(Pointing dataset excerpts)

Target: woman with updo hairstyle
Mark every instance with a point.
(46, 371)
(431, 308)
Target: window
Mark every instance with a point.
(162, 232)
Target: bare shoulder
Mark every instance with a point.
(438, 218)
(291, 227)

Written request — Edit the lines above so that "instance" is replaced with "occurrence" wherever it occurs, leaving everything else unchanged.

The result —
Target: woman with updo hairstyle
Mark every occurrence with a point.
(46, 371)
(431, 308)
Target: window
Mark every occurrence with a point.
(162, 232)
Target: bare shoulder
Mark every occurrence with a point.
(438, 218)
(291, 227)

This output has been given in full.